WORK INSTRUCTIONS — Can you rewrite everything from the line containing "form x=115, y=81." down to the line containing "x=331, y=198", both included, with the requests kept and every x and y coordinate in the answers shifted up by 148? Leave the pictures out.

TASK INPUTS —

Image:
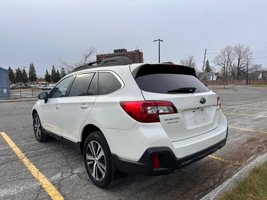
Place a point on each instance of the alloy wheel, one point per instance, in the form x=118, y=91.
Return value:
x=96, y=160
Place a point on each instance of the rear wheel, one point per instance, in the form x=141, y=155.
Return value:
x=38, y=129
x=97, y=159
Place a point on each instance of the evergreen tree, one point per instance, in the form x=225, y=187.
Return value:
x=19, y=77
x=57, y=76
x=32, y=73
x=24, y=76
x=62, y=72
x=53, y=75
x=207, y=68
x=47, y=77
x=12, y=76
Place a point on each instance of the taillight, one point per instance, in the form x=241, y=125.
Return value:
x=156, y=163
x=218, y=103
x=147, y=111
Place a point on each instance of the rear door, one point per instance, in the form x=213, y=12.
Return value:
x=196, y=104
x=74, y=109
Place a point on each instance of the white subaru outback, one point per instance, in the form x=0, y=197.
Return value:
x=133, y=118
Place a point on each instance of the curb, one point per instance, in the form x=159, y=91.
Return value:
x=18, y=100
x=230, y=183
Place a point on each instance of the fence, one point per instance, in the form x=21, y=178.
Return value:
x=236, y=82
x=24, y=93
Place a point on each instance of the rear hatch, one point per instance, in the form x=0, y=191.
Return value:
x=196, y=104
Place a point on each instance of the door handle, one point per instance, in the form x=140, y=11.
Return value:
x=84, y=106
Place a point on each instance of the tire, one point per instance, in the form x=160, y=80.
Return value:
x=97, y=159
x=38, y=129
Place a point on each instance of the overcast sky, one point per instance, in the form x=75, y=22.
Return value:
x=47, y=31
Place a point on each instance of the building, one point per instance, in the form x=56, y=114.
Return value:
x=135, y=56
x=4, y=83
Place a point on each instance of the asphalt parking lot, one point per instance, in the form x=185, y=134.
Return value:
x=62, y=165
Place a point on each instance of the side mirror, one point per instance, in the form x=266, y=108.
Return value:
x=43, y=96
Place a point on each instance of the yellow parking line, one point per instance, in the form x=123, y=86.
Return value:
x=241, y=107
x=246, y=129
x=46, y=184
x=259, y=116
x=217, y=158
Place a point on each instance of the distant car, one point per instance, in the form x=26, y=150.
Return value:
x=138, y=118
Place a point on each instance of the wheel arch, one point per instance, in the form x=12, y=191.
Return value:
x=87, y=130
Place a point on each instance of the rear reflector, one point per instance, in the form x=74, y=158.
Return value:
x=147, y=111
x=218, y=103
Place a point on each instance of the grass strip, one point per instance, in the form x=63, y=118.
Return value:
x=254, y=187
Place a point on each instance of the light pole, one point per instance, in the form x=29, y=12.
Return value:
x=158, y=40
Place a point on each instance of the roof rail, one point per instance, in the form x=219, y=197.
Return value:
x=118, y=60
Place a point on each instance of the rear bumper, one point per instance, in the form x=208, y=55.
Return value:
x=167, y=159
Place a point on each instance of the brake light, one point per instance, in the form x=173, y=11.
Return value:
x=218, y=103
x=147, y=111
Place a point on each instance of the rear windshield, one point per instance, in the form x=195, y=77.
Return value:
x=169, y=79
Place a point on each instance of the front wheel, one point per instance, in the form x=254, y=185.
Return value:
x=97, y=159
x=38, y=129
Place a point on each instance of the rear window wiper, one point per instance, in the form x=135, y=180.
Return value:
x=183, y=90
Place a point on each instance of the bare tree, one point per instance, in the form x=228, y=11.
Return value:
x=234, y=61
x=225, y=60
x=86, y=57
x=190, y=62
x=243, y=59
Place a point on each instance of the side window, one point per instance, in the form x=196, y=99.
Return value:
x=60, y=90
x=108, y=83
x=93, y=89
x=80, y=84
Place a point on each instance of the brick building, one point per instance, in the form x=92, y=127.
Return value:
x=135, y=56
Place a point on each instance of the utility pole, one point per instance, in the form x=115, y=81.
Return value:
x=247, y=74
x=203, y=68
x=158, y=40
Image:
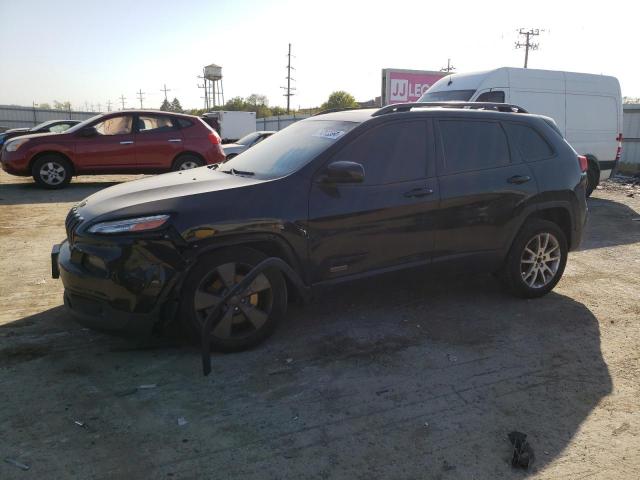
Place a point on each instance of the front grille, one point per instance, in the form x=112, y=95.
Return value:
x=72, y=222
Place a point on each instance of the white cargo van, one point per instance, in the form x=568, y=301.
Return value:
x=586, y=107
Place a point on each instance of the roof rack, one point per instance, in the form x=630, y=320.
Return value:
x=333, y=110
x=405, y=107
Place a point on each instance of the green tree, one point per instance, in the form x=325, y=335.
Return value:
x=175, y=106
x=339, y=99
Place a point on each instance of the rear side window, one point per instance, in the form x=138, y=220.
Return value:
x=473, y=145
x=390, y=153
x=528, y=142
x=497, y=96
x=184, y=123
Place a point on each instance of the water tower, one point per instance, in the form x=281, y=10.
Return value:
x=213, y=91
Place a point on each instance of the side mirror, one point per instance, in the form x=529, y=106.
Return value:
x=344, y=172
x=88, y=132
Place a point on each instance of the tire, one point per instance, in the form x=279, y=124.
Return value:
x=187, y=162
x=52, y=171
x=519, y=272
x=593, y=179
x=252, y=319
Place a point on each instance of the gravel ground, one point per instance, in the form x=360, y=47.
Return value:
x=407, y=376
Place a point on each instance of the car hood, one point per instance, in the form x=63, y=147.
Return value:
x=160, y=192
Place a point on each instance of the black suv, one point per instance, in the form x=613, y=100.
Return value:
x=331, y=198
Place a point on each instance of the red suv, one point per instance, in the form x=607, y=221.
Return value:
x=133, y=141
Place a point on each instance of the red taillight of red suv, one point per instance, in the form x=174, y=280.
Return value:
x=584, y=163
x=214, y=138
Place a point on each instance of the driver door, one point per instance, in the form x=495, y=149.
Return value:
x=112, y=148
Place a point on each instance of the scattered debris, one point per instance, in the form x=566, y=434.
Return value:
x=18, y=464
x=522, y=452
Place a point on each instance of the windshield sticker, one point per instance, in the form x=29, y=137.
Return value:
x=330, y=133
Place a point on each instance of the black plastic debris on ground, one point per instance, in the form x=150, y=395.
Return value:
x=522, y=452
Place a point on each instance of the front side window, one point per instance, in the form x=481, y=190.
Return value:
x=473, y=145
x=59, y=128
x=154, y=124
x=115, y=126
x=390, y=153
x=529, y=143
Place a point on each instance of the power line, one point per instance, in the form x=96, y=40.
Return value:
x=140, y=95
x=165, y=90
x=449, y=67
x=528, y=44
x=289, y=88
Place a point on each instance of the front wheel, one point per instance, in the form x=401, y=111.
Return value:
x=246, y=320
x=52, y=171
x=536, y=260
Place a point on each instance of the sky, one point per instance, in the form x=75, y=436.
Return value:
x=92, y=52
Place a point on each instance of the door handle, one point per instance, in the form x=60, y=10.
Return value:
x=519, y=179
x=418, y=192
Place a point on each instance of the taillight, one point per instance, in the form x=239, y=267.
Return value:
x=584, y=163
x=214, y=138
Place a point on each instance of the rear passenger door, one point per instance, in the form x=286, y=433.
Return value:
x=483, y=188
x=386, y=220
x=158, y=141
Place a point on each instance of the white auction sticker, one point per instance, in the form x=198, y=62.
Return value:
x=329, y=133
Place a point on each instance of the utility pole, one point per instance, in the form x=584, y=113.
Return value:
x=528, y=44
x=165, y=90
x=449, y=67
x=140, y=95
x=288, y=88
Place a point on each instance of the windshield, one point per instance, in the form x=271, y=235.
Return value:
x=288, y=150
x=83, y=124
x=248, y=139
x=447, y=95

---

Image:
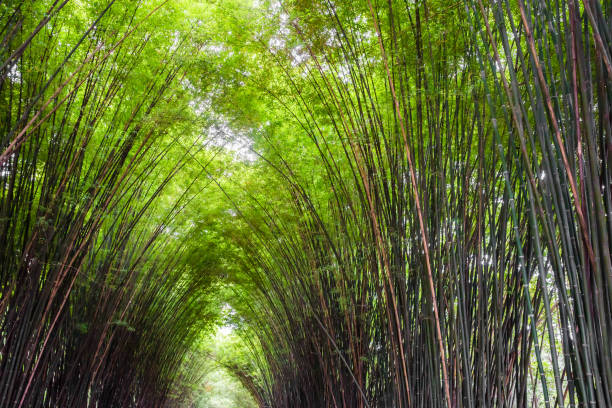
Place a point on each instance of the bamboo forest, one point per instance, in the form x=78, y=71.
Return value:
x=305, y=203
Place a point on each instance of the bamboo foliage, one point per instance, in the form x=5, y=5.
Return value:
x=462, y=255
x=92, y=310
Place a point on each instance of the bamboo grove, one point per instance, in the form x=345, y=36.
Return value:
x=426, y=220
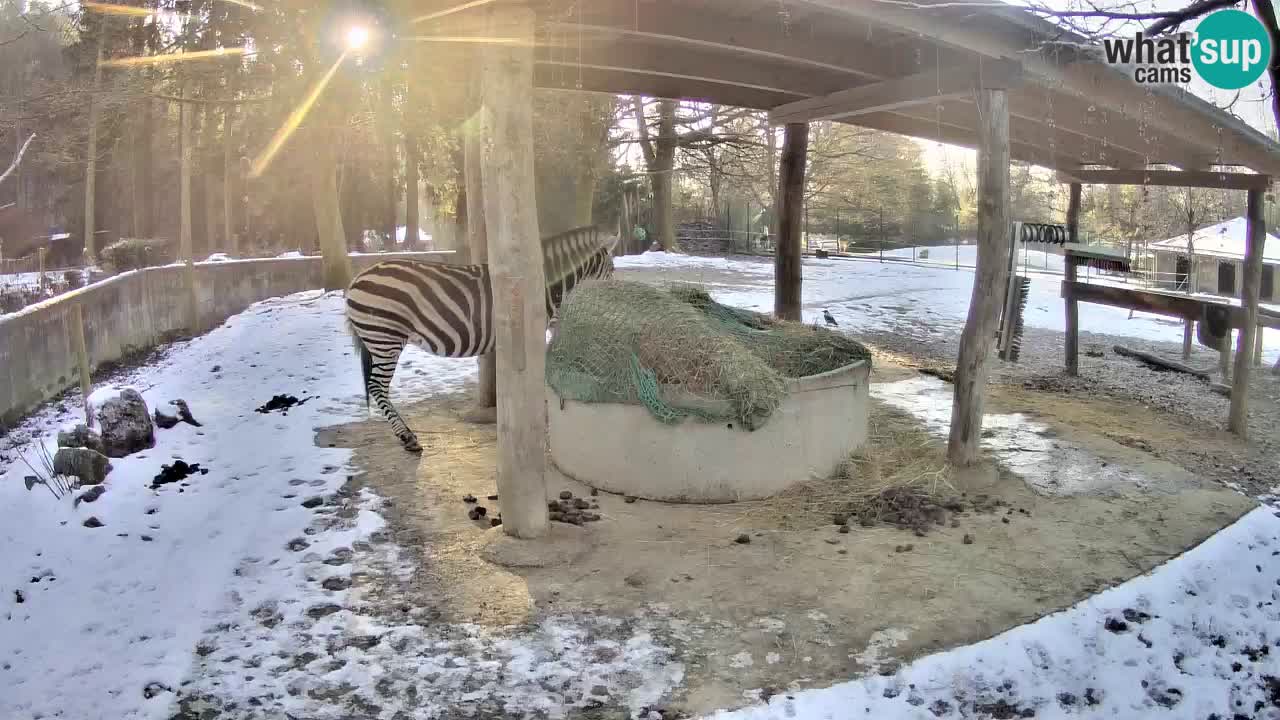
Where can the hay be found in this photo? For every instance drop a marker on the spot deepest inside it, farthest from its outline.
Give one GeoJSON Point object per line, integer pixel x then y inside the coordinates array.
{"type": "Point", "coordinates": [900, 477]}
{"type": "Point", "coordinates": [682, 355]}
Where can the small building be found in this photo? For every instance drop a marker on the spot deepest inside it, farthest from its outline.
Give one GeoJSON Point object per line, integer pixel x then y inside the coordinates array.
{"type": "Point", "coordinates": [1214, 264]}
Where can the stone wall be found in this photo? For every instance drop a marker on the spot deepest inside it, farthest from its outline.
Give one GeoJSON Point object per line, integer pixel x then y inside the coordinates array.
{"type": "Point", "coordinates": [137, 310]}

---

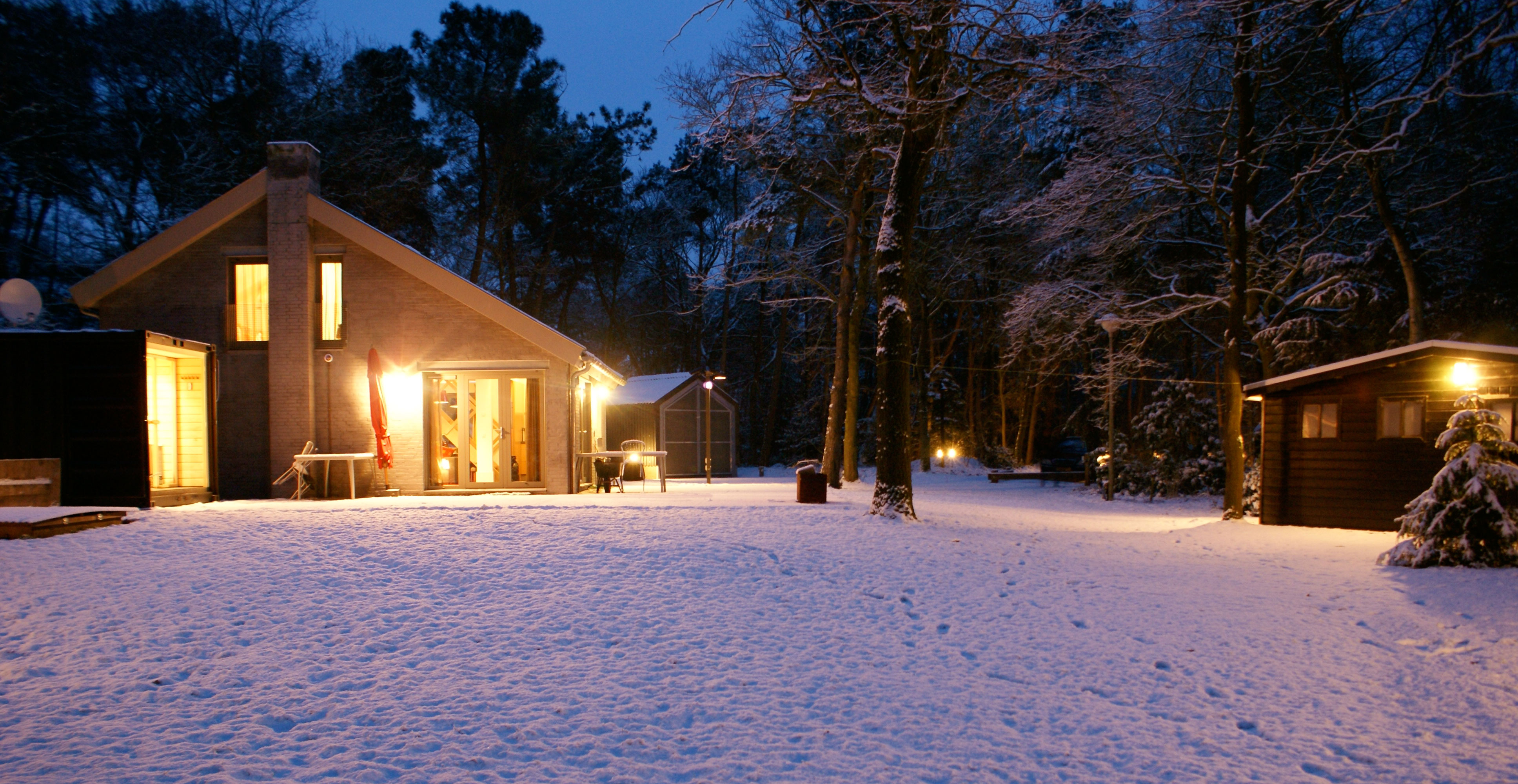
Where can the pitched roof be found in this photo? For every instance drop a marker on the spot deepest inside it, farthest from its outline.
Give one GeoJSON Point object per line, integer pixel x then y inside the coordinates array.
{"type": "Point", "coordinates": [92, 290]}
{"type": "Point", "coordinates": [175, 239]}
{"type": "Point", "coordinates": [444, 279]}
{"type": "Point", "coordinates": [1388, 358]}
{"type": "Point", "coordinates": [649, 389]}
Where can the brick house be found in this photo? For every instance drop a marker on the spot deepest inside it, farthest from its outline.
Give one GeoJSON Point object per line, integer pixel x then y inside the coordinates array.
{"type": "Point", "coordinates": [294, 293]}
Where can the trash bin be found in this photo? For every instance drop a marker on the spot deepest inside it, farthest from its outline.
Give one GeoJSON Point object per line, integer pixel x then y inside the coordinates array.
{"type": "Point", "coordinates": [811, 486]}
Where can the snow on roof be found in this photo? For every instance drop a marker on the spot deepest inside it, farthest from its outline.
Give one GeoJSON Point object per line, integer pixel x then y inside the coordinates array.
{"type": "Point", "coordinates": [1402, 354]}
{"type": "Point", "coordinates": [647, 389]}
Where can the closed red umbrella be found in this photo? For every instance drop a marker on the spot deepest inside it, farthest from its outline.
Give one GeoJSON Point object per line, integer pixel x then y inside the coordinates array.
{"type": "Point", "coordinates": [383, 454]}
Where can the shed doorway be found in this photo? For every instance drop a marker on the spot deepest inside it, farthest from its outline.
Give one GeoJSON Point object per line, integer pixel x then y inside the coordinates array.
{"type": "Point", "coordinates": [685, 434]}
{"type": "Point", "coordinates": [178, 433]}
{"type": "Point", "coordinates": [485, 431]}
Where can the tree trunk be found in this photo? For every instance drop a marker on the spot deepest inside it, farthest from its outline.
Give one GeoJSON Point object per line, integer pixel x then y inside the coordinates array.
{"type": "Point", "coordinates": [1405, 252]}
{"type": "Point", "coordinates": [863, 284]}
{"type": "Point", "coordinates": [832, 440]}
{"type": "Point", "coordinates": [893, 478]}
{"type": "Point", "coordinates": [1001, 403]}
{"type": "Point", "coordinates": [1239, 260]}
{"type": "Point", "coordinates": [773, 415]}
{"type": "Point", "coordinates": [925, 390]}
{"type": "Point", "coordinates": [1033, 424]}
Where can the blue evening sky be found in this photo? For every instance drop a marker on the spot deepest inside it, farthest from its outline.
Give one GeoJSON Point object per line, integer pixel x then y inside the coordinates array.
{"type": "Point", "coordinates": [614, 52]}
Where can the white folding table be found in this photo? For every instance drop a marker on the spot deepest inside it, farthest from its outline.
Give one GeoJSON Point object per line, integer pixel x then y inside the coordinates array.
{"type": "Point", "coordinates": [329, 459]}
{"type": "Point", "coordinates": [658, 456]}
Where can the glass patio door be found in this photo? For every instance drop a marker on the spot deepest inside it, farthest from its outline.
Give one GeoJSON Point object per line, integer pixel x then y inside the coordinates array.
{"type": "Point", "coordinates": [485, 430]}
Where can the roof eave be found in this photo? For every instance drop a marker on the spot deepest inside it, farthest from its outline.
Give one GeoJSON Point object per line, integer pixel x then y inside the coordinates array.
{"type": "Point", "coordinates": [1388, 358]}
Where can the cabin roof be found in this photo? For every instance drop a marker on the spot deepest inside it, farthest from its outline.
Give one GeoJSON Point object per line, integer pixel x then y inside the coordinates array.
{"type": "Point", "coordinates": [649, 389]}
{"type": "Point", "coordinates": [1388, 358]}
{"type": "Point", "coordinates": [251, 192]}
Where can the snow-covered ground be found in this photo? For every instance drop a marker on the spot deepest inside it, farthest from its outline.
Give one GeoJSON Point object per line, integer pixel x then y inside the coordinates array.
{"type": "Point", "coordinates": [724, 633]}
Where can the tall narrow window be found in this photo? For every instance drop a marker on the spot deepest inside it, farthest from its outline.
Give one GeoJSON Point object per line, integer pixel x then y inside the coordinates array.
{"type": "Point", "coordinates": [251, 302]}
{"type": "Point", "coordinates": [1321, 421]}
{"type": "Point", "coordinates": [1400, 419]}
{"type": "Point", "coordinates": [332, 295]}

THE COMPLETED TASK —
Place a point on each instance of the utility pole, one point per instance, in the form x=115, y=81.
Return value:
x=395, y=222
x=351, y=216
x=306, y=188
Image:
Place a point on each instance of the front grille, one point per instance, in the form x=112, y=95.
Return value:
x=220, y=370
Place a point on each instance of the white cargo van, one point per instance, in the form x=568, y=301.
Return value:
x=734, y=255
Place a point on each instance of the roof rack, one point per instance, in the form x=630, y=320.
Return value:
x=481, y=258
x=553, y=255
Place a point on each instance of the green tree, one point per instance, in the form x=325, y=335.
Return value:
x=323, y=254
x=487, y=247
Place a point on each instance of the rear side window, one point per instance, in the form x=138, y=220.
Return value:
x=621, y=293
x=538, y=301
x=676, y=290
x=645, y=244
x=332, y=271
Place a point on each instance of the water tower, one point per instance, in the form x=281, y=10.
Return value:
x=361, y=239
Place a point on each instance of the side mirror, one point per instance, in the form x=529, y=106.
Return value:
x=492, y=320
x=236, y=280
Place a point on each instance of the tire, one point per instance, in the form x=279, y=124.
Return value:
x=335, y=310
x=200, y=319
x=667, y=420
x=741, y=327
x=400, y=467
Place a point on each instance of the gravel ground, one point per instance, in the form x=360, y=47.
Return value:
x=555, y=524
Place a point on each instance of the car hood, one point per instance, in the form x=63, y=147.
Return value:
x=308, y=340
Place a point on each instance of the black suv, one point per instance, in the form x=613, y=100.
Return value:
x=479, y=346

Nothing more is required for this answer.